> **What the exercise asks**
Please select every line in the records below that contains the word "hoodie" and copy each one. Case counts.

> **Extracted information**
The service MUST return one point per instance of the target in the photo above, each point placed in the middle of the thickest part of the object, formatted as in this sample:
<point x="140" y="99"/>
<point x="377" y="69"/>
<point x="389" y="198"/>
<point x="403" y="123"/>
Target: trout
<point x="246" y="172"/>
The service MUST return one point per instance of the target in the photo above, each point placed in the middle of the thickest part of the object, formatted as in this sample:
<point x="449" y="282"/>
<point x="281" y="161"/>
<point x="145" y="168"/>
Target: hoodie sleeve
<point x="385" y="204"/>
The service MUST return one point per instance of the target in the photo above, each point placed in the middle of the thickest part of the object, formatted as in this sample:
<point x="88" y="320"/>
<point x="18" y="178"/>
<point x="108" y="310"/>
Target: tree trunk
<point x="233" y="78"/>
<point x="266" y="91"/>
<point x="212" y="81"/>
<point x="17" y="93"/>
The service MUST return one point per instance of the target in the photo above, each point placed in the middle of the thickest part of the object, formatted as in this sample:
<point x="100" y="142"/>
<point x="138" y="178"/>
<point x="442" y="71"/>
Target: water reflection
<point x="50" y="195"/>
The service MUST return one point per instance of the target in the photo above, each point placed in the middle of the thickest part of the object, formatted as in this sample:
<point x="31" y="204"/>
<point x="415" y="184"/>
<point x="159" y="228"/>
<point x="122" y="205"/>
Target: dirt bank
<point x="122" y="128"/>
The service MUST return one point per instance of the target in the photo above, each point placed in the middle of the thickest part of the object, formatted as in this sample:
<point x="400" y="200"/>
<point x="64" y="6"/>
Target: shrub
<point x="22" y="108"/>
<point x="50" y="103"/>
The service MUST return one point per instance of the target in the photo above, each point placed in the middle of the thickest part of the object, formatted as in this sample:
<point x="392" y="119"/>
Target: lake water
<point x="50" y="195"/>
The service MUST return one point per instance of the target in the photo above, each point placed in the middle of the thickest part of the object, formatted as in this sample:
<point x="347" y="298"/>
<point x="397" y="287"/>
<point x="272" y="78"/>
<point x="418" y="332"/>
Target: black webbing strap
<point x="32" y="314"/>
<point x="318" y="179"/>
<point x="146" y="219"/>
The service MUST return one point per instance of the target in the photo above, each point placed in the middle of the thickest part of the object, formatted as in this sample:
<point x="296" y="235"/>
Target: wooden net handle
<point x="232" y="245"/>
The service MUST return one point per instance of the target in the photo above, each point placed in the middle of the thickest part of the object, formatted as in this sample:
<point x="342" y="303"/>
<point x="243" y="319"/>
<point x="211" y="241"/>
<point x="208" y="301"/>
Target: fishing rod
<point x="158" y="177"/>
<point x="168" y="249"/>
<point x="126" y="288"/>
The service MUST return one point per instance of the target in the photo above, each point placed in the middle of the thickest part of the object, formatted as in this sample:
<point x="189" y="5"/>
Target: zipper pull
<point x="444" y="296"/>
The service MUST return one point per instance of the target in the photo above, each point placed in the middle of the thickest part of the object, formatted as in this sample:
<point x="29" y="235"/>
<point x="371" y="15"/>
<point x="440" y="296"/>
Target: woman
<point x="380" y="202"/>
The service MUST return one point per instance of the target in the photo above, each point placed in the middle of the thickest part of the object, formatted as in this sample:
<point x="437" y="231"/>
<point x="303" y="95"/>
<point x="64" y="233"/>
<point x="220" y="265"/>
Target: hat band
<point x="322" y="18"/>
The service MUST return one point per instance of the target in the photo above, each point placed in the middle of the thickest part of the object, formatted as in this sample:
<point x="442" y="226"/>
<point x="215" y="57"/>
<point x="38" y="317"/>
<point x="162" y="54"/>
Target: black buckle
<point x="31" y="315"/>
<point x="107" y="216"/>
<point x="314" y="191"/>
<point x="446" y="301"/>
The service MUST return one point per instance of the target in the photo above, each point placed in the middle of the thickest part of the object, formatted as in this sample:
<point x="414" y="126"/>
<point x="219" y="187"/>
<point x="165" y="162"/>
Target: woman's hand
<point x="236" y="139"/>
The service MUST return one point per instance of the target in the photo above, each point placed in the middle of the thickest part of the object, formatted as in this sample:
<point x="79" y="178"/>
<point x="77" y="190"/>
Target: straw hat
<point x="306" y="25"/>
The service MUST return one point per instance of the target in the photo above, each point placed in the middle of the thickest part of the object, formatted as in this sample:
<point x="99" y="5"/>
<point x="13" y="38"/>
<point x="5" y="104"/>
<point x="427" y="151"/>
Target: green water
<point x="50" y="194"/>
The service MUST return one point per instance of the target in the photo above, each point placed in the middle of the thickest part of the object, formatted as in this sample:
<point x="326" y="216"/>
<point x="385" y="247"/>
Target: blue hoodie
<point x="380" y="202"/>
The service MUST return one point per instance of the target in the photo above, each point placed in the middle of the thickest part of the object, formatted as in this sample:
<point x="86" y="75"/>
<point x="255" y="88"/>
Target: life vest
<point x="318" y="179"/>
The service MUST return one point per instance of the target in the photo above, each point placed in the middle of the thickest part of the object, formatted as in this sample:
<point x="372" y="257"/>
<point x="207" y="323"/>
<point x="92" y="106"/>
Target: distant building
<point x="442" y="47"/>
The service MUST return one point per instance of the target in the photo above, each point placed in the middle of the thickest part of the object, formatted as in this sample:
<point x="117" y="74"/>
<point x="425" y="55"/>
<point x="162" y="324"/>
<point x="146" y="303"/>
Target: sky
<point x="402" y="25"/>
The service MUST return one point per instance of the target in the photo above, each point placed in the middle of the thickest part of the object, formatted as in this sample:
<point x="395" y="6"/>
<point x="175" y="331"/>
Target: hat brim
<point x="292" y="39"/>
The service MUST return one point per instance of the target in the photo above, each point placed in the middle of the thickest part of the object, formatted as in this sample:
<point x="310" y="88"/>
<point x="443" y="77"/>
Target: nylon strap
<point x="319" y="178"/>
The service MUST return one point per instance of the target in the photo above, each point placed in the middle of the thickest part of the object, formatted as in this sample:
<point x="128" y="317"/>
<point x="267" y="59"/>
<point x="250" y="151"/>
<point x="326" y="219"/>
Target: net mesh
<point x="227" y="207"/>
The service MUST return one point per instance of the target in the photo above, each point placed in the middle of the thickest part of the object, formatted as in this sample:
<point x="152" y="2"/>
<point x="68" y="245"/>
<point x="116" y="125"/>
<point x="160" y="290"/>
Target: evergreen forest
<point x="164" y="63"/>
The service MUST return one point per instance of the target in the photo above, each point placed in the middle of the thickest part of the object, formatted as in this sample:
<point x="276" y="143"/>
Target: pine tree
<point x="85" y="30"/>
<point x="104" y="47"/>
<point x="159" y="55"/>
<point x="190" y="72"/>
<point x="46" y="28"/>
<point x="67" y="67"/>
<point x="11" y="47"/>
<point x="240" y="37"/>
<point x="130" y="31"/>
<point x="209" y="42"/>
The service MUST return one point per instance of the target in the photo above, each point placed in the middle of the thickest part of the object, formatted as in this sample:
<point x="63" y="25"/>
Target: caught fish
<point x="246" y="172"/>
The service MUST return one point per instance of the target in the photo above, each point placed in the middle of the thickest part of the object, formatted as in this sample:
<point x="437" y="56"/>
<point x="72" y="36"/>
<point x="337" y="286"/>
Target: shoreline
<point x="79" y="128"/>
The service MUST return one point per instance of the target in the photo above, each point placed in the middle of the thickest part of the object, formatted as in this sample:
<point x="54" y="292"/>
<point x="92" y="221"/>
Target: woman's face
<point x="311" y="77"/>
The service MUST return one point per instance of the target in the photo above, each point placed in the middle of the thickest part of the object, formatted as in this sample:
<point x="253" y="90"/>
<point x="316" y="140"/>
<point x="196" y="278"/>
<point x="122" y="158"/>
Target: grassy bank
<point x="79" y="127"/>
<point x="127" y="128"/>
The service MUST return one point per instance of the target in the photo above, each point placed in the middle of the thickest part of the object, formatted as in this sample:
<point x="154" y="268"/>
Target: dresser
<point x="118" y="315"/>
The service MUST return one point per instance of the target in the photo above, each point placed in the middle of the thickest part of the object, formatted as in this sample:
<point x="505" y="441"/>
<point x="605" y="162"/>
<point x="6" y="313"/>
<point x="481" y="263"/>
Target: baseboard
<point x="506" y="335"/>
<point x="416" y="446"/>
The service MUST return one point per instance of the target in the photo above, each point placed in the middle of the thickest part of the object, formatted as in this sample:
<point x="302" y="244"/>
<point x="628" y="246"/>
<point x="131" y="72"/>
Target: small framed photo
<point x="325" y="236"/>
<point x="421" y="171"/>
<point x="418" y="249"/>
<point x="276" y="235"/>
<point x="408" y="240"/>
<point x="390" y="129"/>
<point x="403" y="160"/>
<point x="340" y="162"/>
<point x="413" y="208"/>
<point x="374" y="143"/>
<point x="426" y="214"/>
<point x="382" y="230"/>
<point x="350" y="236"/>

> **Result**
Target: hoodie sleeve
Target: blue hoodie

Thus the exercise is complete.